» **Text provided**

SUPREME COURT OF PENNSYLVANIA


decided: July 24, 1967.

THOMPSON ESTATE

Appeal from decree of Orphans' Court of Erie County, May T., 1963, No. 244, in re estate of Robert M. Thompson, deceased.

COUNSEL

David F. Maxwell, with him Walter J. Collins, Jr., and Obermayer, Rebmann, Maxwell and Hippel, for appellant.

Charles A. Woods, Jr., Deputy Attorney General, with him Eugene J. Brew, Jr., Special Assistant Attorney General, and Edward Friedman, Attorney General, as parens patriae for charitable trusts.

Bell, C. J., Musmanno, Jones, Cohen, Eagen, O'Brien and Roberts, JJ. Opinion by Mr. Justice Jones.

Author: Jones

[ 426 Pa. Page 272]

The present appeal is from a decree of the Orphans' Court of Erie County which (a) reduced the claim of appellant-trustee (Lewis S. Mosher), compensation from $25,000 to $20,000 and (b) directed appellant-trustee to recover $40,489.33 of the fee he had paid to the attorneys who had represented him in his fiduciary capacity. Narrowly stated, the issue is whether the auditing judge abused his discretion in reducing the compensation claimed (a) by the fiduciary and (b) by his attorneys.

This is the second appeal involving the will of Robert M. Thompson (testator) to reach this Court. A detailed recital of the facts involving the will and codicil and the extensive litigation ensuing therefrom may be found in our opinion Thompson Will, 416 Pa. 249, 206 A.2d 21 (1965). To avoid unnecessary repetition, we will simply highlight the more important and presently pertinent facts.

Testator died on March 21, 1963, leaving an estate of approximately $700,000 which estate he disposed of by will -- concededly valid -- dated September 16, 1959. The will appointed the present appellant-trustee executor

[ 426 Pa. Page 273]

    and gave him the entire estate in trust for distribution "to and amongst such local charities as he shall determine in his sole discretion . . . ." In addition to the above mentioned will, a codicil dated April 26, 1962 was found. This codicil eliminated appellant-trustee from serving in any fiduciary capacity, appointed Bronte Greenwood, Esq., of Philadelphia, in his stead, revoked the residuary clauses of the 1959 will and, in lieu thereof, gave testator's residuary estate "unto [his] loyal and faithful friend, Myra Parkhurst, to be owned outright and in fee by her," and also gave Myra Parkhurst "the power to designate distribution therefrom to and amongst any charitable organizations she may desire and in any amounts she may desire." In addition, the codicil specifically provided "that her conduct in such designation shall not be questioned, nor shall she be required to make any such designation."

Both the 1959 will and the 1963 codicil were probated. Appellant-trustee -- describing his capacity "not as executor but as beneficiary under the nineteenth paragraph [of the will] and as the party having the duty and authority to distribute the bulk of [testator's] estate among Erie charities"*fn1 -- appealed from the probate of the codicil to the Orphans' Court of Erie County. The grounds of this appeal were: (a) at the time the codicil was executed, testator was not of sound mind; (b) the codicil was procured by undue influence. Preliminary objections to the petition challenging Mosher's standing to appeal from probate were sustained. In Thompson Will, supra, we upheld Mosher's standing to appeal and remanded the matter to the Orphans' Court of Erie County for further proceedings to determine the validity of the codicil.

» **Problems to solve**
A: Type out the passage of the Thompson estate opinion starting with "SUPREME COURT OF" and going on through "Hippel, for appellant.".
B: List the surnames of all the justices named as sitting on the case in the Thompson estate opinion.

Saved data entries:
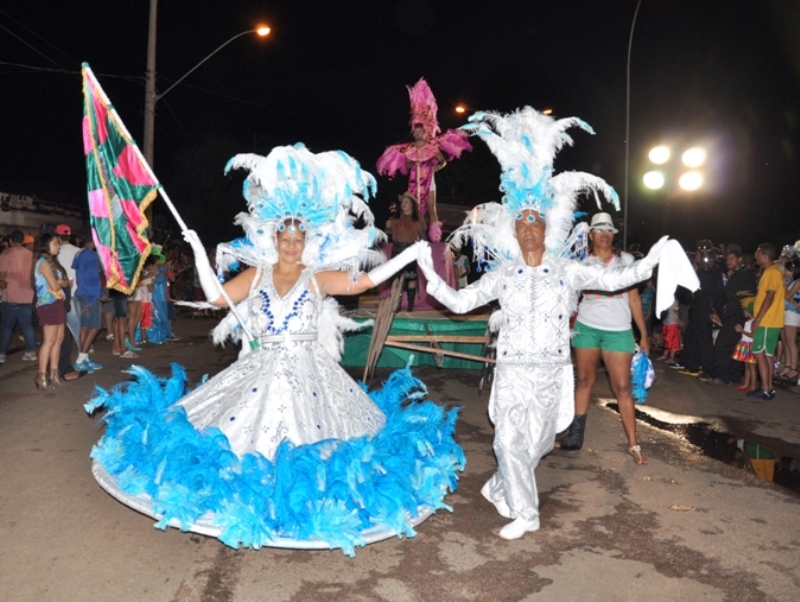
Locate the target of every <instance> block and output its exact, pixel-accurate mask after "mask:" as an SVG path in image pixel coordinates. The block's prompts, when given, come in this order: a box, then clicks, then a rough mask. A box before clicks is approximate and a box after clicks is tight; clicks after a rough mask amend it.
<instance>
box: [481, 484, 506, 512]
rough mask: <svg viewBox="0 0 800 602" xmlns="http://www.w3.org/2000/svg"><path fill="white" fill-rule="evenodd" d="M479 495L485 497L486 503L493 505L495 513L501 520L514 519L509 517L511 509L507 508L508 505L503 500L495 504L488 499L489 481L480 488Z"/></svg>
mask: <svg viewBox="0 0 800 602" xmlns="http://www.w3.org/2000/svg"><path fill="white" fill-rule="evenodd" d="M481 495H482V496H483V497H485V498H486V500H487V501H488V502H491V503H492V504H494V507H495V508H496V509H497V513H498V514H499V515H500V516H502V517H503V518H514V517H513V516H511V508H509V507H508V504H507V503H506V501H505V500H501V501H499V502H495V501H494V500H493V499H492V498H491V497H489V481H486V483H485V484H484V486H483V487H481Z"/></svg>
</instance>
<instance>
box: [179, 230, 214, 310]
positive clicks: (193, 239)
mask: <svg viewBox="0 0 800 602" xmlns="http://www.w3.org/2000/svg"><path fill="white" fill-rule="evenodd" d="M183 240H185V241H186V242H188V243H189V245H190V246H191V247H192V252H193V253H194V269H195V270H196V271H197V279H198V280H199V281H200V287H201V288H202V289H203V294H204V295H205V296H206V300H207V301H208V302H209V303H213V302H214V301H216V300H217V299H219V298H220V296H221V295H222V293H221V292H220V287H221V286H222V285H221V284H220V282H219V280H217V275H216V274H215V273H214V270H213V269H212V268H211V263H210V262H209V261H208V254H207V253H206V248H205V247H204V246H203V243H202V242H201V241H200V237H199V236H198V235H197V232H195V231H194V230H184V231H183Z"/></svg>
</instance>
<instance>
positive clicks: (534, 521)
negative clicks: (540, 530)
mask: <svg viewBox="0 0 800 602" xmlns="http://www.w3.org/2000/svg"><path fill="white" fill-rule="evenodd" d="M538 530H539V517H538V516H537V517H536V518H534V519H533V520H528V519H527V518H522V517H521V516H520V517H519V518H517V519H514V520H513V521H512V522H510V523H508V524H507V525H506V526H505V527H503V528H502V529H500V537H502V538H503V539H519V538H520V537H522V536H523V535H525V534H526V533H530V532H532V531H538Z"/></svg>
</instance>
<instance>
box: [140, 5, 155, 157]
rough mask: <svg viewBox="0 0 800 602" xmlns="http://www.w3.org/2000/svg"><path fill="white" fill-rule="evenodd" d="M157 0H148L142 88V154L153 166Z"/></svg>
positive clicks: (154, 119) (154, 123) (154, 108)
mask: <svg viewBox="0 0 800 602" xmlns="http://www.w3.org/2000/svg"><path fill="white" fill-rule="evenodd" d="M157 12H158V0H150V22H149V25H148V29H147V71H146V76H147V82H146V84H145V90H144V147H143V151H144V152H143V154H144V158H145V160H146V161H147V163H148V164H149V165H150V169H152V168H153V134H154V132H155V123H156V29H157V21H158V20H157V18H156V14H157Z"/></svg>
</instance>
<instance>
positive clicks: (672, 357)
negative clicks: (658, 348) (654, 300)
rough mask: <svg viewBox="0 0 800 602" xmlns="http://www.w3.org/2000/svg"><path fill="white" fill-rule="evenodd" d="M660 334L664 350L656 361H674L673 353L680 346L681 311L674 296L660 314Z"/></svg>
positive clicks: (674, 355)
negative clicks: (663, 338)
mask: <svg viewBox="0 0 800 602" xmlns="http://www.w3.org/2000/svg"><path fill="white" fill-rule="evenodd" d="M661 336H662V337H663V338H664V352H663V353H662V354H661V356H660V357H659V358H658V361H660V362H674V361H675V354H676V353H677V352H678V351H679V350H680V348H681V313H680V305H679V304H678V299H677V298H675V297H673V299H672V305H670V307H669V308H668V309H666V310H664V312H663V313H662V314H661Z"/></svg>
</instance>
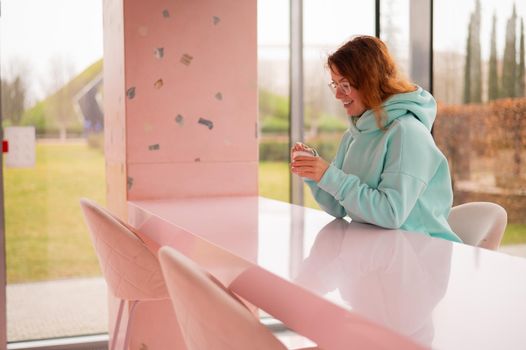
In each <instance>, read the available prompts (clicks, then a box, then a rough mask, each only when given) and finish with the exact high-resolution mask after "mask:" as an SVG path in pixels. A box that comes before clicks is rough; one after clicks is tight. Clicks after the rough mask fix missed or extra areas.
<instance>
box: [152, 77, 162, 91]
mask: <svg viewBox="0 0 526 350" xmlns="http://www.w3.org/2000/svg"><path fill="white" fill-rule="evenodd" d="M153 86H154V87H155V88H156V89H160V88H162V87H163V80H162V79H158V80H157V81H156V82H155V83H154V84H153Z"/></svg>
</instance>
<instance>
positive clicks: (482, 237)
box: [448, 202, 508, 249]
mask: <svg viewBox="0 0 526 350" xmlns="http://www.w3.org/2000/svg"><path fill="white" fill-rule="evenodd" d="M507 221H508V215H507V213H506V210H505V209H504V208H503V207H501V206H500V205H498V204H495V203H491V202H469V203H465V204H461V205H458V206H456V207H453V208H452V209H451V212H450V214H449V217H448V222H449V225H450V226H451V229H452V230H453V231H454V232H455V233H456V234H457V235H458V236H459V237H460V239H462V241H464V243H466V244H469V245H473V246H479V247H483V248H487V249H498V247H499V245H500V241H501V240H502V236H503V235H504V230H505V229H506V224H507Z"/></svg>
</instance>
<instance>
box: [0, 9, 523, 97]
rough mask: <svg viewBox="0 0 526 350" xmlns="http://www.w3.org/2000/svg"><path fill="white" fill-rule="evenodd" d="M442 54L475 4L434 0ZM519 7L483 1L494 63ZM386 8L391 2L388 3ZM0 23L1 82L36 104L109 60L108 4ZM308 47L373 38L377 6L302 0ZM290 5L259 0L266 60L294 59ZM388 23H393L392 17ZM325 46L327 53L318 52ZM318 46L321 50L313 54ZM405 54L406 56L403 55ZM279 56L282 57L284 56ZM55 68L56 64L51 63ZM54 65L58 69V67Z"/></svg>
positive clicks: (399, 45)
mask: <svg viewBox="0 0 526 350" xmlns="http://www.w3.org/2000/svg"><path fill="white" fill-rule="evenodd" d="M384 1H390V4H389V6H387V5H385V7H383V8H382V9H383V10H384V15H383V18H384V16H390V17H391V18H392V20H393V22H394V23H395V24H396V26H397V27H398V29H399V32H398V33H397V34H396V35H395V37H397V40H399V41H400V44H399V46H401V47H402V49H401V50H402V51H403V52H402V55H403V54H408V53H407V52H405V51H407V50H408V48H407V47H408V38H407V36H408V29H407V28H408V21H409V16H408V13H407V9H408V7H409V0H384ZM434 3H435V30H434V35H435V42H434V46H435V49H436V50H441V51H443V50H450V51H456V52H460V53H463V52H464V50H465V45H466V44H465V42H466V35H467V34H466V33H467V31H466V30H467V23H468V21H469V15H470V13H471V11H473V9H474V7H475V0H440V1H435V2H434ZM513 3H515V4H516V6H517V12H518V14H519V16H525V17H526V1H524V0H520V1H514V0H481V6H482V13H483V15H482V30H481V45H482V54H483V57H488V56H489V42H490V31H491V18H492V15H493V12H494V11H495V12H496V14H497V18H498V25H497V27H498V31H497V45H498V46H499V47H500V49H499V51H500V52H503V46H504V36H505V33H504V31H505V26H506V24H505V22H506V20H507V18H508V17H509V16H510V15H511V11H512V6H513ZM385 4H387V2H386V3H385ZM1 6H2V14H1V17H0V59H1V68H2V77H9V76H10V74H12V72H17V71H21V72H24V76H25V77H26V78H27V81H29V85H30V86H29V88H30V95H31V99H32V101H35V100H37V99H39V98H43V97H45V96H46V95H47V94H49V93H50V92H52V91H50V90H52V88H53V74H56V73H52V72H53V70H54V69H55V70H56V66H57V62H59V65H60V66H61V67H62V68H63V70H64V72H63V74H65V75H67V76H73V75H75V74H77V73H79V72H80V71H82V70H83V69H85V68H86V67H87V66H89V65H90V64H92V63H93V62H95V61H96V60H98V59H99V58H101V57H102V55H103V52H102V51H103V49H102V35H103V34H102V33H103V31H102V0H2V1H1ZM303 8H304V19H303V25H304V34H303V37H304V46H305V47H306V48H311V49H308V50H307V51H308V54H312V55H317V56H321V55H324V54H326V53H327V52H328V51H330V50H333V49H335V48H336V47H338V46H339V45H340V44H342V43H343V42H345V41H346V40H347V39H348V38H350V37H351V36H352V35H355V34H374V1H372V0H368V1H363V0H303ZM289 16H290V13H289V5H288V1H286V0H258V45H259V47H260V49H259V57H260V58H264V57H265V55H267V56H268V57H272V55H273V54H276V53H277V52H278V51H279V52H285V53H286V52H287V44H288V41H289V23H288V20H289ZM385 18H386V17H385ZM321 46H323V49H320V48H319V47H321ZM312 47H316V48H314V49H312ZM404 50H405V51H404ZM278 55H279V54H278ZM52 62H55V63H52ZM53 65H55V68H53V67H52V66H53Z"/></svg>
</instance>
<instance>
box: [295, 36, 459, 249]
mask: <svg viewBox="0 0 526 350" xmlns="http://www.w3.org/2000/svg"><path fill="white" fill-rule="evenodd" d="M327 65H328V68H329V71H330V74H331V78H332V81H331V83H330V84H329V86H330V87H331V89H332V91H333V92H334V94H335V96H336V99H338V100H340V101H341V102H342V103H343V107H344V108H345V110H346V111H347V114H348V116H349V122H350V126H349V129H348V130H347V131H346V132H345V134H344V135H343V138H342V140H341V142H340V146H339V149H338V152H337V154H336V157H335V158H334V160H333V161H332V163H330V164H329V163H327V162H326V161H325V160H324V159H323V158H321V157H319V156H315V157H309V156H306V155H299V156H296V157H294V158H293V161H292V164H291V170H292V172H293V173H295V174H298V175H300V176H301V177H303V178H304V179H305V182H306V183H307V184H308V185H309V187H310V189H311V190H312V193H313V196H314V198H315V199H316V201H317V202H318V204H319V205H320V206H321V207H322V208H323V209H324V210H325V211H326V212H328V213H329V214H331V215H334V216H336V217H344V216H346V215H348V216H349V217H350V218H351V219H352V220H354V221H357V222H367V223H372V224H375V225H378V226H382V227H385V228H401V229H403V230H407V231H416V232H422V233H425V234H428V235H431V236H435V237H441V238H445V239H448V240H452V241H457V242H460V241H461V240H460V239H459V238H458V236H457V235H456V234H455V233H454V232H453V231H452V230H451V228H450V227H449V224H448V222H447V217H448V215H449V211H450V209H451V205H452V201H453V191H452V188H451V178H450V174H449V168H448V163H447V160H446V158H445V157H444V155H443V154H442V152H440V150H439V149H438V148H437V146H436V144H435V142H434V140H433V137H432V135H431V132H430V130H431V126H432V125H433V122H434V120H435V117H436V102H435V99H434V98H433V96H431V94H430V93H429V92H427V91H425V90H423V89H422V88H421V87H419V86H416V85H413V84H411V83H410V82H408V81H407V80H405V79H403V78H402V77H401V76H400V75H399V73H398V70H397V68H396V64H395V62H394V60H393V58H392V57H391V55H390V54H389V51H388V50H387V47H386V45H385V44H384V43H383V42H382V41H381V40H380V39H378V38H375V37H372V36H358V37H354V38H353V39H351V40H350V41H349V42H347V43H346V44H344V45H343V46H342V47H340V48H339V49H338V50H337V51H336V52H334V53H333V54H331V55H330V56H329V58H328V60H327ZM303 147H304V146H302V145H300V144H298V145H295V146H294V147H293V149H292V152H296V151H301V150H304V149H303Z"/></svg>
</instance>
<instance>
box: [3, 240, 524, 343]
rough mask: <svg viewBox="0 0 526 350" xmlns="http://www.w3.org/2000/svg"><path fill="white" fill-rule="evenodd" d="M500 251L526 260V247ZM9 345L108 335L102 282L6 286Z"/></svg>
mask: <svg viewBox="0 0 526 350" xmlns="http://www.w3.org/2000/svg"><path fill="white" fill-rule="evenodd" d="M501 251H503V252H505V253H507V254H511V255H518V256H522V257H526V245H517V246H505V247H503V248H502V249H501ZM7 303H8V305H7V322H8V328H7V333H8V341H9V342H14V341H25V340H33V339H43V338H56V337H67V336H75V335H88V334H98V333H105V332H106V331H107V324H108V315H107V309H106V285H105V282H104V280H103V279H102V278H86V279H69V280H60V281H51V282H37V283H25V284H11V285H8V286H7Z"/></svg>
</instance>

» **Answers for the exercise**
A:
SUPREME COURT OF PENNSYLVANIA


decided: July 24, 1967.

THOMPSON ESTATE

Appeal from decree of Orphans' Court of Erie County, May T., 1963, No. 244, in re estate of Robert M. Thompson, deceased.

COUNSEL

David F. Maxwell, with him Walter J. Collins, Jr., and Obermayer, Rebmann, Maxwell and Hippel, for appellant.

B: Bell, Musmanno, Jones, Cohen, Eagen, O'Brien, Roberts